**Problem details:** Copy each line of the entries beneath that contains the word "teeth".

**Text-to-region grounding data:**

....

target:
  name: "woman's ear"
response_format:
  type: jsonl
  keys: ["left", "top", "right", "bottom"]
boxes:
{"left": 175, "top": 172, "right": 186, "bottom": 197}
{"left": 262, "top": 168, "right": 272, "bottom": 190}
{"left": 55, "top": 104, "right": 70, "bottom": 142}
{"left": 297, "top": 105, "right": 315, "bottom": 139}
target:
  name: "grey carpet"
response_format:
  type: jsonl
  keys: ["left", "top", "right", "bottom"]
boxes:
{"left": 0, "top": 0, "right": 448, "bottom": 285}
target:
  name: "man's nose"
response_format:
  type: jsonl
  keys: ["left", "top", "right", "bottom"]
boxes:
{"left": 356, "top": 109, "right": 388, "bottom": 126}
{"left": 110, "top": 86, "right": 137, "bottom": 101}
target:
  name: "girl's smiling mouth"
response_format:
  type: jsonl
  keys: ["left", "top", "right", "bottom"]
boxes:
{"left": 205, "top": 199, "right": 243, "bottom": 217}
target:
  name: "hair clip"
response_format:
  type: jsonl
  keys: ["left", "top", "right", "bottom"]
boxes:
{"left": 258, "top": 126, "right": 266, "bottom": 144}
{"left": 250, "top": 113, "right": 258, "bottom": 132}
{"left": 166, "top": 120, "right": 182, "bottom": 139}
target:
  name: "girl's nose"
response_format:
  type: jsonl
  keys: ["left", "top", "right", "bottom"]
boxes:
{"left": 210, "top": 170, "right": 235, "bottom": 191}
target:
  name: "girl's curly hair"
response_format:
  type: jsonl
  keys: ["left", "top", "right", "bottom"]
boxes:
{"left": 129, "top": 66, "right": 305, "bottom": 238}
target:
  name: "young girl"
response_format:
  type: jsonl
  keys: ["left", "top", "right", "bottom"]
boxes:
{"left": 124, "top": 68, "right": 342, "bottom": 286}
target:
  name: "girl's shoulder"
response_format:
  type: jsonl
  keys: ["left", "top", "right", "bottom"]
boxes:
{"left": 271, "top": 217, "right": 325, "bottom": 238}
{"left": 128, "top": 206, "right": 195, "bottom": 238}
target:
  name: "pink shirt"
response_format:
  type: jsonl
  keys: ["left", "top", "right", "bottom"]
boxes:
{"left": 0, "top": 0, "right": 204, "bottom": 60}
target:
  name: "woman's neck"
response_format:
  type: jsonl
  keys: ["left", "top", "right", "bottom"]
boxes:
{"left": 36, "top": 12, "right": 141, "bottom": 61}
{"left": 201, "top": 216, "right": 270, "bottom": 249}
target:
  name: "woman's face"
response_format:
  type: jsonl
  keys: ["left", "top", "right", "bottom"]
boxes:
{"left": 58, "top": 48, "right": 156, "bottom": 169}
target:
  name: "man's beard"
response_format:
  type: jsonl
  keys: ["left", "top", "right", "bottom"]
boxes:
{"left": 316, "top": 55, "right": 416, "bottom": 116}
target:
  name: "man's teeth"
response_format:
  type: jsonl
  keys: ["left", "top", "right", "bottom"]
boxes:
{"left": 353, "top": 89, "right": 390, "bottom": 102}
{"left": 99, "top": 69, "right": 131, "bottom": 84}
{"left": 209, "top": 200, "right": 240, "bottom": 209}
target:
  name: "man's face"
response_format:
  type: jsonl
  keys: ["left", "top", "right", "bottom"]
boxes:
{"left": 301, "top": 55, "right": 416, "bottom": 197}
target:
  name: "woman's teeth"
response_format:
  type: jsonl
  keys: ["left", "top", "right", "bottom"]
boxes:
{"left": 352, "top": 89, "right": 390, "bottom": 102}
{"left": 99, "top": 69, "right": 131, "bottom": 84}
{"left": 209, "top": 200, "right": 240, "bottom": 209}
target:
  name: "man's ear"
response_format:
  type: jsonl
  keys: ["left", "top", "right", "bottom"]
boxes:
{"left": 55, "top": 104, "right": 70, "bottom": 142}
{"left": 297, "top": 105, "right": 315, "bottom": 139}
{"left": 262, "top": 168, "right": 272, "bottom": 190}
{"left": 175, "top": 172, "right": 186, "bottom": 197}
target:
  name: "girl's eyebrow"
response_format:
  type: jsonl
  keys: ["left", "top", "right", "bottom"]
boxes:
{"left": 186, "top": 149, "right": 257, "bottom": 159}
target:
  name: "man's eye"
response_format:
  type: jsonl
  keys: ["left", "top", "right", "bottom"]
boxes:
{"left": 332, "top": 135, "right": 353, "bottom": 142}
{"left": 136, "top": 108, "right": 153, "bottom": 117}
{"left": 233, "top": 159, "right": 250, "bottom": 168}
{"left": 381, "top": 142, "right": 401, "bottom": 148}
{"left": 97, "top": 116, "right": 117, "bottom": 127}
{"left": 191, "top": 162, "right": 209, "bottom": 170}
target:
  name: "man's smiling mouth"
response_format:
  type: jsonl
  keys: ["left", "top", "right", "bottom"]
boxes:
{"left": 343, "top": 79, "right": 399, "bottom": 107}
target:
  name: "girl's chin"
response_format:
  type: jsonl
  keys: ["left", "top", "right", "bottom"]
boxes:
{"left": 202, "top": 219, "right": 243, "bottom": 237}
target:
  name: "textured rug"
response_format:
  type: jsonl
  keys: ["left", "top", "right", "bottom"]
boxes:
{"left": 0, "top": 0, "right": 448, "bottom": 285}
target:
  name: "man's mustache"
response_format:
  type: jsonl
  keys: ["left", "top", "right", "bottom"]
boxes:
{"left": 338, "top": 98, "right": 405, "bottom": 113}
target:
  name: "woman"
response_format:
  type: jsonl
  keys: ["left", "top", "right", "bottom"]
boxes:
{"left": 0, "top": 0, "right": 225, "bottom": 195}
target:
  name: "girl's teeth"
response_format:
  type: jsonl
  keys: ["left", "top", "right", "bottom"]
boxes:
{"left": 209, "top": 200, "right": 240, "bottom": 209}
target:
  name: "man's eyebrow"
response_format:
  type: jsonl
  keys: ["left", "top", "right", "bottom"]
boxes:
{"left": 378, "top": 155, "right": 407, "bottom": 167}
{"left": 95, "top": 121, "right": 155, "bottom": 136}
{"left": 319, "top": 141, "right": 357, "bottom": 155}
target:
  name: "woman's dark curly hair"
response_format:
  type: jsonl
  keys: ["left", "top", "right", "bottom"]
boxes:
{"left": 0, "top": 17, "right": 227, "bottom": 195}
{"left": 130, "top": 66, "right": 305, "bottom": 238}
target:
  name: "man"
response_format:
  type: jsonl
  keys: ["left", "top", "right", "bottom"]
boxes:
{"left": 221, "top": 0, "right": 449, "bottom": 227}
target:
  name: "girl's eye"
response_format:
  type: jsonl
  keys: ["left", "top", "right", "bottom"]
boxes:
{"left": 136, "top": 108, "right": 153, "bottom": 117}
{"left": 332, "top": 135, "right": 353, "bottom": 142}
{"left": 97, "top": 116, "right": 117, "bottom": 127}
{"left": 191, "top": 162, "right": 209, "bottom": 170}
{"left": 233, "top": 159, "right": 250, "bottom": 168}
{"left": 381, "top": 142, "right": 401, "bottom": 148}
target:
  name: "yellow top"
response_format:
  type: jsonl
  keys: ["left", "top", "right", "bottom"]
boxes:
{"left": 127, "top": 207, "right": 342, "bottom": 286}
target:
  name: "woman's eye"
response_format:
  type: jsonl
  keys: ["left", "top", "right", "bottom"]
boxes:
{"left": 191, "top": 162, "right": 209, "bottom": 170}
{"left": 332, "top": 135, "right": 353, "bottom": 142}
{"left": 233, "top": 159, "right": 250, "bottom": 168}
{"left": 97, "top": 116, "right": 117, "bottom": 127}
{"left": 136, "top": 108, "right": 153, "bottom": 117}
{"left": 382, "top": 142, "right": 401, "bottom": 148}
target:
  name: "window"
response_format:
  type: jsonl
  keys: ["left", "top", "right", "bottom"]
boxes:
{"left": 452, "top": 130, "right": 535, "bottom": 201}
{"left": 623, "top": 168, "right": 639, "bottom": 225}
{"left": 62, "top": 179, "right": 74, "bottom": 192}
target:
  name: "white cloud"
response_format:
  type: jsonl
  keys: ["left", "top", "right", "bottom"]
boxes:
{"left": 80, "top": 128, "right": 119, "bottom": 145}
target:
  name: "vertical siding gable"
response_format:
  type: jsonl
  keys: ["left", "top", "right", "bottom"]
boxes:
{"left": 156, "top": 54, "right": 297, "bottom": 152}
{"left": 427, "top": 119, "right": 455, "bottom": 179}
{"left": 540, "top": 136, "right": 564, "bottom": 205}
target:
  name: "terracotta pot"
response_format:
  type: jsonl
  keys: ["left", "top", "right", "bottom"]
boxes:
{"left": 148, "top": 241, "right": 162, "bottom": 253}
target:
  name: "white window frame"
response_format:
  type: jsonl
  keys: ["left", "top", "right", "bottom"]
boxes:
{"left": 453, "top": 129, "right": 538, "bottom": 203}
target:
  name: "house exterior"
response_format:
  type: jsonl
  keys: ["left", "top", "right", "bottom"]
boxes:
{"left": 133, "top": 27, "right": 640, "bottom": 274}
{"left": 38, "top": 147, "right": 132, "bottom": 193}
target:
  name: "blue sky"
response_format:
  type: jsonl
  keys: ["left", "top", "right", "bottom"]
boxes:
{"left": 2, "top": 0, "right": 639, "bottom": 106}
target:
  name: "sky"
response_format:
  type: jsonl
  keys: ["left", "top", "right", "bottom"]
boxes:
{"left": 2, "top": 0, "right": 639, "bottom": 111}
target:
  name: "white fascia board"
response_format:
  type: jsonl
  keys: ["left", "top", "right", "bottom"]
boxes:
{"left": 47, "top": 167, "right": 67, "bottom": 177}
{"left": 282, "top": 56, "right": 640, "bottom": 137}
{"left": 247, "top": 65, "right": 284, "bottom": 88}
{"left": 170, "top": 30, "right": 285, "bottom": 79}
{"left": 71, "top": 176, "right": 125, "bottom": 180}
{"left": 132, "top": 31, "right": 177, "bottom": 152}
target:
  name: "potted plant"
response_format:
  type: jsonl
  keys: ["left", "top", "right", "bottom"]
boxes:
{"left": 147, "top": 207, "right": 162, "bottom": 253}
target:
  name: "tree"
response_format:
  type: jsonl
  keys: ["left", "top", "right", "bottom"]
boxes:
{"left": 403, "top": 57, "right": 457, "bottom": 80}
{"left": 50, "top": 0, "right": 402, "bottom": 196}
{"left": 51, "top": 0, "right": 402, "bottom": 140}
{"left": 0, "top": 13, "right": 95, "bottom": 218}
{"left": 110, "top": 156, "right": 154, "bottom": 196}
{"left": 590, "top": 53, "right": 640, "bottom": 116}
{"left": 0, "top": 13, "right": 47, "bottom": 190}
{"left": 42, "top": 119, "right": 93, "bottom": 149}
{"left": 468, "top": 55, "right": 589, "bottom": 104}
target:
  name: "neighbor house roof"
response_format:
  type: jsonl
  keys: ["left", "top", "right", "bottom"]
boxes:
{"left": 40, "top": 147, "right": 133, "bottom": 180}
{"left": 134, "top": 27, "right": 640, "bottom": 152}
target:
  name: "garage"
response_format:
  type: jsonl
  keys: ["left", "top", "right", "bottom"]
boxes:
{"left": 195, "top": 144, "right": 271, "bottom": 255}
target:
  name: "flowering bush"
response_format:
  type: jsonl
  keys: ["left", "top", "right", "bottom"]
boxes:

....

**Written solution:**
  name: "man's teeth"
  name: "woman's teeth"
  name: "girl's teeth"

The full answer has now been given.